**LISTED ENTRIES**.
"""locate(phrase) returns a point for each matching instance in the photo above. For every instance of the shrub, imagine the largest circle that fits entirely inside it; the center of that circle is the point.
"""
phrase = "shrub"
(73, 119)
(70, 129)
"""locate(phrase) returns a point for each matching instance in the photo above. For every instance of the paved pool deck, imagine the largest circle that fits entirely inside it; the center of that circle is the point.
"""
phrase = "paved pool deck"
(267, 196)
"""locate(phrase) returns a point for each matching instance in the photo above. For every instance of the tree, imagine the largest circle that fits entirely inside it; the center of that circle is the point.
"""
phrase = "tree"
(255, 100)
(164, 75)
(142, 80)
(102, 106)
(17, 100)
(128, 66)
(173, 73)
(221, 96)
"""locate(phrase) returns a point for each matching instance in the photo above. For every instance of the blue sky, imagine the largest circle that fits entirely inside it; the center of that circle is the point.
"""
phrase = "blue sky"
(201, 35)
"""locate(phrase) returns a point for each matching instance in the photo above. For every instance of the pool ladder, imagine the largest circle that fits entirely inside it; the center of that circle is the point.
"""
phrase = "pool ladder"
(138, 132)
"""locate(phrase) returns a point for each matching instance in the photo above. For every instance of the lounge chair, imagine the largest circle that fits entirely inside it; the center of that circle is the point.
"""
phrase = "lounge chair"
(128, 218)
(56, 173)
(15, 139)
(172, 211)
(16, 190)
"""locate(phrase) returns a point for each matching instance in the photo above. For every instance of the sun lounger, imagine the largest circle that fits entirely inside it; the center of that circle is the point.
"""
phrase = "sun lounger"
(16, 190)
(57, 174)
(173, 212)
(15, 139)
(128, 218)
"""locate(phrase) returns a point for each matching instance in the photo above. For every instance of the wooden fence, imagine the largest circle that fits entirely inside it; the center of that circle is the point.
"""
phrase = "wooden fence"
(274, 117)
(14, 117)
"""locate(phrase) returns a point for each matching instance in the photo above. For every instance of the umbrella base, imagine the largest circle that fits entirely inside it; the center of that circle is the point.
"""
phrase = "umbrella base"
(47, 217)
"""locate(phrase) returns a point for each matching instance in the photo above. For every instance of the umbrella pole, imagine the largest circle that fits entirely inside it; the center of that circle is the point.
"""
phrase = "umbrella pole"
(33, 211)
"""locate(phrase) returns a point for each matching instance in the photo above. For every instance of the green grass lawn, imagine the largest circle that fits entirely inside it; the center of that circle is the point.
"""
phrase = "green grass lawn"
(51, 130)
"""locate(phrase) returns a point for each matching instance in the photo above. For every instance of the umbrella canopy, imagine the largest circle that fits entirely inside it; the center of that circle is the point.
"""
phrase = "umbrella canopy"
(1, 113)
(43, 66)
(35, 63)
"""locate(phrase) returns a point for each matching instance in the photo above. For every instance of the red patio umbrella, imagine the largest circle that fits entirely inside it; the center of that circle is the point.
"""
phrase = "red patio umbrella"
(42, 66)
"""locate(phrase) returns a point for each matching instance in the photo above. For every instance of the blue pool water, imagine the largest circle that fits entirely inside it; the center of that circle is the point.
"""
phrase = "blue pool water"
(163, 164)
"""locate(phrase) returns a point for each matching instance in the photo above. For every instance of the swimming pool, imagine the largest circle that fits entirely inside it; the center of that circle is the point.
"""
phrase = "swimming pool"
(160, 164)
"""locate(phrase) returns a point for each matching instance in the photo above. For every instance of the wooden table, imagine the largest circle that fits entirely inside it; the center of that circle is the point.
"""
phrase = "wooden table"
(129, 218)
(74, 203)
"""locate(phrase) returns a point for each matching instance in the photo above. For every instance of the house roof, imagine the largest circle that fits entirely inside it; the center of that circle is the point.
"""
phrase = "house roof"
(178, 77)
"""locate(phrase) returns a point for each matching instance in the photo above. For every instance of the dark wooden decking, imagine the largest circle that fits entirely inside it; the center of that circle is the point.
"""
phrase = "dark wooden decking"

**TASK INSTRUCTIONS**. Reproduce the records word for word, starting with the line that contains "wooden table, imagine" and ending with the last line of the records.

**EXERCISE RESPONSE**.
"""locate(phrase) returns a point for each matching instance in the photo above. For every instance of the wooden table, imagine the largest circle that fits entirely inside it; the center of that circle is the point.
"""
phrase = "wooden table"
(129, 218)
(74, 203)
"""locate(phrase) returns a point for each matching instance in the photo above. For every instance of the house roof, imagine the largest circle that fits entirely inside it; the center of that circle is the point.
"""
phrase = "house roof"
(178, 77)
"""locate(phrase) returns a point for each matching instance in the photo above. For every instance of the dark wooden decking, imagine the largest circle that fits entirely inside it; the center of that circle is the point.
"""
phrase = "dark wooden decking"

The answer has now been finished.